= Dataset entries =

↓

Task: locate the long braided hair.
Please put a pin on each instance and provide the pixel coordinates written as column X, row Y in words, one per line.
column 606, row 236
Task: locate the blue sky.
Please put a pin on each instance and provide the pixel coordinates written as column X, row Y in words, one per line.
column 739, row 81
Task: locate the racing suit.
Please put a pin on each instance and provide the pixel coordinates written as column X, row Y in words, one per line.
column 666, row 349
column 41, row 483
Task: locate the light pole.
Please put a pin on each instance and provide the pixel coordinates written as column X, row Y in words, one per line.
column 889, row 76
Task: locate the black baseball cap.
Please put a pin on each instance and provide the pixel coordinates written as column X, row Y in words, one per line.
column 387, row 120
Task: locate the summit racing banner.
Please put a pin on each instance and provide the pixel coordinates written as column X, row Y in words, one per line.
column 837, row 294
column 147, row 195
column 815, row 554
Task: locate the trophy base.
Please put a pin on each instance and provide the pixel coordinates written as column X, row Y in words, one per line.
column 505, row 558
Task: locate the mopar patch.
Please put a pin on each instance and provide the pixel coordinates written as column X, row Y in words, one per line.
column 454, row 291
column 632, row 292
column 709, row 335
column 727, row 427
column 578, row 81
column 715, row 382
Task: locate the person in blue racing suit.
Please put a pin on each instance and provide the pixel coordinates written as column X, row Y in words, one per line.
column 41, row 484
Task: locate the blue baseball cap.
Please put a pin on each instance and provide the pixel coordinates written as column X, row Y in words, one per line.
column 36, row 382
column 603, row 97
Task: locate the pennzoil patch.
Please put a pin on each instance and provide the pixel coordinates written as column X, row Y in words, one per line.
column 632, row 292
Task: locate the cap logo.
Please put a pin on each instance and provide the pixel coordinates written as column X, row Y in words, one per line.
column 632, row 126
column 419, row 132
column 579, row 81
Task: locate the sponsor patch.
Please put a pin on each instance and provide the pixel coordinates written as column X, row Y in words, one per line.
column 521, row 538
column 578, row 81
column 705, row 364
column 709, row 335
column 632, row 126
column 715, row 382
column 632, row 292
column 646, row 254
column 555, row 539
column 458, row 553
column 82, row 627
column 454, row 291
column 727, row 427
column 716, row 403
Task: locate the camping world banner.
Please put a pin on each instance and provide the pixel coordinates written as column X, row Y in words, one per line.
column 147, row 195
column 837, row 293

↑

= Task to carry out =
Render all of the material above as a Markdown table with two columns, Row and Line. Give each line its own numbered row, and omit any blank lines.

= Full response =
| Row | Line |
|---|---|
| 1 | Task: locate the long braided hair. |
| 2 | Please put a pin on each instance and provide the pixel coordinates written as column X, row Y in words, one per line. |
| 3 | column 606, row 236 |
| 4 | Task: locate the blue sky. |
| 5 | Please put a pin on each instance and provide the pixel coordinates written as column X, row Y in words, one per line. |
| 6 | column 739, row 81 |
| 7 | Task: locate the racing suit. |
| 8 | Please put a pin on each instance and provide the pixel coordinates written as column X, row Y in words, one per line. |
| 9 | column 666, row 349 |
| 10 | column 41, row 483 |
| 11 | Task: locate the light pole. |
| 12 | Please put a pin on each instance and provide the pixel coordinates written as column X, row Y in words, one per line. |
| 13 | column 889, row 76 |
| 14 | Task: locate the black baseball cap. |
| 15 | Please put a pin on each instance and provide the pixel coordinates written as column X, row Y in words, one per line. |
| 16 | column 387, row 120 |
| 17 | Task: locate the summit racing banner. |
| 18 | Please put a pin on each instance and provide the pixel coordinates written as column X, row Y in words, one per line. |
| 19 | column 837, row 294 |
| 20 | column 147, row 195 |
| 21 | column 815, row 554 |
| 22 | Task: locate the trophy base. |
| 23 | Please put a pin on each instance and provide the pixel coordinates written as column X, row Y in words, one per line. |
| 24 | column 505, row 558 |
| 25 | Task: locate the mopar patch. |
| 26 | Please put a pin on each instance and provide the pixel coordinates written as column X, row Y in words, one per line. |
| 27 | column 454, row 291 |
| 28 | column 632, row 292 |
| 29 | column 709, row 335 |
| 30 | column 727, row 427 |
| 31 | column 578, row 81 |
| 32 | column 715, row 382 |
| 33 | Task: locate the person in blue racing suit. |
| 34 | Please put a pin on each instance and provide the pixel coordinates written as column X, row Y in words, one per line. |
| 35 | column 41, row 484 |
| 36 | Task: locate the blue baseball cap. |
| 37 | Please put a pin on each instance and provide the pixel coordinates written as column X, row Y in words, one per line. |
| 38 | column 36, row 382 |
| 39 | column 603, row 97 |
| 40 | Task: locate the pennzoil patch. |
| 41 | Please put a pin on each instance and provide the pixel coordinates written as column X, row Y in words, one per line. |
| 42 | column 632, row 292 |
| 43 | Task: locate the cap logo. |
| 44 | Please put a pin on each instance and provide the pixel coordinates written as column X, row Y in words, one per line. |
| 45 | column 632, row 126 |
| 46 | column 419, row 132 |
| 47 | column 579, row 81 |
| 48 | Task: locate the sponsor patch. |
| 49 | Please put a pin on each instance and provide the pixel coordinates written as column X, row Y in words, one per line. |
| 50 | column 521, row 538 |
| 51 | column 578, row 81 |
| 52 | column 705, row 364 |
| 53 | column 709, row 335 |
| 54 | column 632, row 126 |
| 55 | column 715, row 382 |
| 56 | column 632, row 292 |
| 57 | column 646, row 254 |
| 58 | column 555, row 539 |
| 59 | column 458, row 553 |
| 60 | column 82, row 627 |
| 61 | column 454, row 291 |
| 62 | column 727, row 427 |
| 63 | column 716, row 403 |
| 64 | Task: locate the camping world banner. |
| 65 | Please put a pin on each instance and provide the pixel coordinates written as column X, row Y in words, one per line. |
| 66 | column 147, row 195 |
| 67 | column 837, row 293 |